» **Point labeling examples**:

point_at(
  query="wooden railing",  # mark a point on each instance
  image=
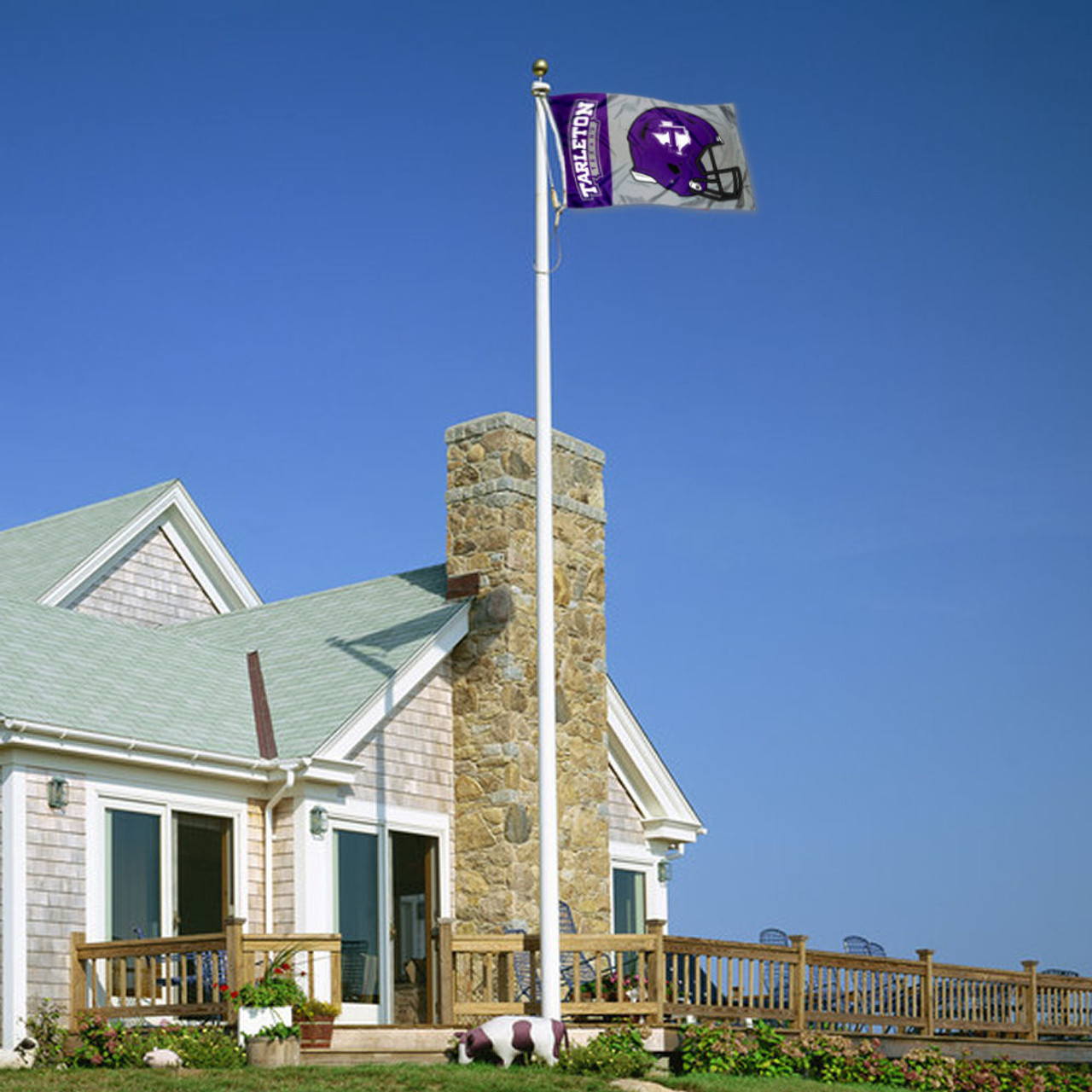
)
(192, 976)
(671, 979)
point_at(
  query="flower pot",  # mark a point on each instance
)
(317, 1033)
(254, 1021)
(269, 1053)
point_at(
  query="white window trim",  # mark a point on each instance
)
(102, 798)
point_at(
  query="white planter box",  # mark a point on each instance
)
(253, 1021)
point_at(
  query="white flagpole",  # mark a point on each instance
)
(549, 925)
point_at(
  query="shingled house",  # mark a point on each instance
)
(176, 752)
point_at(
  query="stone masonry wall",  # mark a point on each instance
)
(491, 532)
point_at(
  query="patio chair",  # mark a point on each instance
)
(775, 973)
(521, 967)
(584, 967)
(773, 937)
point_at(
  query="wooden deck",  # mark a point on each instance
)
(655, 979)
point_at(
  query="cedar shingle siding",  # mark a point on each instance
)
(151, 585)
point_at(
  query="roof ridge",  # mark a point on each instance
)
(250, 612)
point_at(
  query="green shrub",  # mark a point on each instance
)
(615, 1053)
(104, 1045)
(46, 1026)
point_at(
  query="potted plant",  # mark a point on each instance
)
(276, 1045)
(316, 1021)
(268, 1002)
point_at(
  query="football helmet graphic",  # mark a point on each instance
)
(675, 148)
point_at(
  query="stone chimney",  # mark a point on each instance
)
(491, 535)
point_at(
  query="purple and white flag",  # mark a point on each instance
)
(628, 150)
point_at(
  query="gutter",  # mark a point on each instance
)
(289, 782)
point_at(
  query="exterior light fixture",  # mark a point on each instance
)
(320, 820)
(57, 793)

---

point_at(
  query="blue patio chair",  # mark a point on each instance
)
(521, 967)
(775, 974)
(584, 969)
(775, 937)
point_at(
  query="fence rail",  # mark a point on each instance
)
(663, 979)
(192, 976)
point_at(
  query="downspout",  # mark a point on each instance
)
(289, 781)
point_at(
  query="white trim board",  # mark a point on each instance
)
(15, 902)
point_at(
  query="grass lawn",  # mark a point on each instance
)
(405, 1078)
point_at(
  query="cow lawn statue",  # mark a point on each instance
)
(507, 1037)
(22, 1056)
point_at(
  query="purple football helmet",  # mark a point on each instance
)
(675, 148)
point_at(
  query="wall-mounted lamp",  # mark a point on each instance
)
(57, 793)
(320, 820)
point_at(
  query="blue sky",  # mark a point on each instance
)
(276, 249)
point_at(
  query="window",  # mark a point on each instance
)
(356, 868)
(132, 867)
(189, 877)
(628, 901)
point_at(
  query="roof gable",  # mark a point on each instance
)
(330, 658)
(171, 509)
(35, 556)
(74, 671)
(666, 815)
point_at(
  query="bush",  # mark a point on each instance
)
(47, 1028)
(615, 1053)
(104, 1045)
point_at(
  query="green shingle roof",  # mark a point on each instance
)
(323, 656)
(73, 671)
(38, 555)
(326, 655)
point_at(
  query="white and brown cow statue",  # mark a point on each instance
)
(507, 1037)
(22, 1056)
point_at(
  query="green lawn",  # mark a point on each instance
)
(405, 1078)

» **Required task**: Pull out every line above that contains the string "window".

» **Result**:
  query="white window trim",  # mark a point on each instance
  query="window",  # mark a point on each instance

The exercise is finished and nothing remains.